▶ **Quoted text**
# More random pics



## HoosierShadow (Apr 20, 2010)

Just some random stuff out with the goats in the woods yesterday...

Goat paradise









Daisy Mae giving me a funny look! <my daughters 4-H doeling> 









YUMMY!









Kid Rock Star and Mischief boer/nubian kids









Buckling <my niece named him Butterscotch hehe!>, he is the youngest of 6 kids, and is the largest at 30lbs --- dam is kiko/mix and sire is boer









more of Daisy



























Kid Rock Star is my baby, he's soooo sooooo soooo sweet! he's starting to get some width to him, especially along his chest area 









Standing at the back of our property looking back towards the goat pen/house...









Northeastern edge of our property... we just strung fence along the old fenceline on our side of that wood plank fence, and should have it all attached this week  can't wait to have this all fenced in for free roaming and no need to babysit when they are out!









Our neighbor to the north/behind us









Horse country....









Our kiko/boer doeling whom my 4yo named yesterday....MIA LOVE IT!!!









My son and Kid Rock Star being silly!









They look so amused...hehe!









Mia is such a poser!









If I can't go around...I'll go over!









All 6 of our Feb kids - born 2/23 & 2/24 - kiko/boer, kikoboer/boer, and boer/nubian









Big blonde headed boy standing to the left of the red kid is the youngest kid, I'm so happy with how big he is! Mia is his twin and she's a nice size too, but def very feminine









WAIT! DON'T LEAVE US!!!!! LOL We were the stragglers still playing in the woods when everyone went back into the pen. Wish I had my good camera out there to get these, too cute!
Daisy, her twin whom we call Dude, and Kid Rock Star









I decided to go visit with my buck who was VERY frisky yesterday!

▶ **Dataset content**
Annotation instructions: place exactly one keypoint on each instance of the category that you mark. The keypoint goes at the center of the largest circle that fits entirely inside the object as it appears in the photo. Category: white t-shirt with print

...

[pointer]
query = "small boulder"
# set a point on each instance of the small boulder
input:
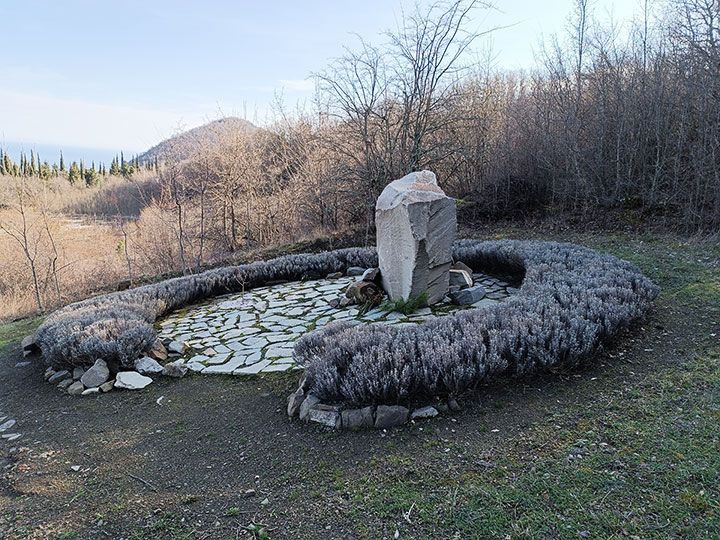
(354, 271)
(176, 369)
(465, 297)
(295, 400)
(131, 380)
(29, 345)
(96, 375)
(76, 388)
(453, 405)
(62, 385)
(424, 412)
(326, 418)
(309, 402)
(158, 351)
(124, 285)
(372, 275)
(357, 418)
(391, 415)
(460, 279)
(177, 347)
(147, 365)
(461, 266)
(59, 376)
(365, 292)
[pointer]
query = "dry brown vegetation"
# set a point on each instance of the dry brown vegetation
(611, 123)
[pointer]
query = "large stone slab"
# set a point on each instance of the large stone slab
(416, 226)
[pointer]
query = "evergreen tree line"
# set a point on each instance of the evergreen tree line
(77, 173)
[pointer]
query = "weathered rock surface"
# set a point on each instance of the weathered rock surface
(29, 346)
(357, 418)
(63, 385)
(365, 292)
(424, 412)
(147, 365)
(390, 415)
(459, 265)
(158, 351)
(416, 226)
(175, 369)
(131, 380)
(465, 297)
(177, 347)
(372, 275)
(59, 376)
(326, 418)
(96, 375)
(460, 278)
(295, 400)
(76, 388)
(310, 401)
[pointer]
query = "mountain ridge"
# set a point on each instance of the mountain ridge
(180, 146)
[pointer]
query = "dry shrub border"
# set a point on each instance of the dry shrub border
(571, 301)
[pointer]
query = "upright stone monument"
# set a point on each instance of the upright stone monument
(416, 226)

--

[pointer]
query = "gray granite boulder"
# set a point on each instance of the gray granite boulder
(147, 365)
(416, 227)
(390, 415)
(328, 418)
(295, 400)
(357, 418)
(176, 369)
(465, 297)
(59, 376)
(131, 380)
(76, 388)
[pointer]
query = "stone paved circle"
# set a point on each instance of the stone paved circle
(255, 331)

▶ **Exercise task**
Copy the goat post word for word from "WAIT! DON'T LEAVE" to "VERY frisky yesterday!". The material stands apart from the goat post.

▶ **Response below**
WAIT! DON'T LEAVE US!!!!! LOL We were the stragglers still playing in the woods when everyone went back into the pen. Wish I had my good camera out there to get these, too cute!
Daisy, her twin whom we call Dude, and Kid Rock Star









I decided to go visit with my buck who was VERY frisky yesterday!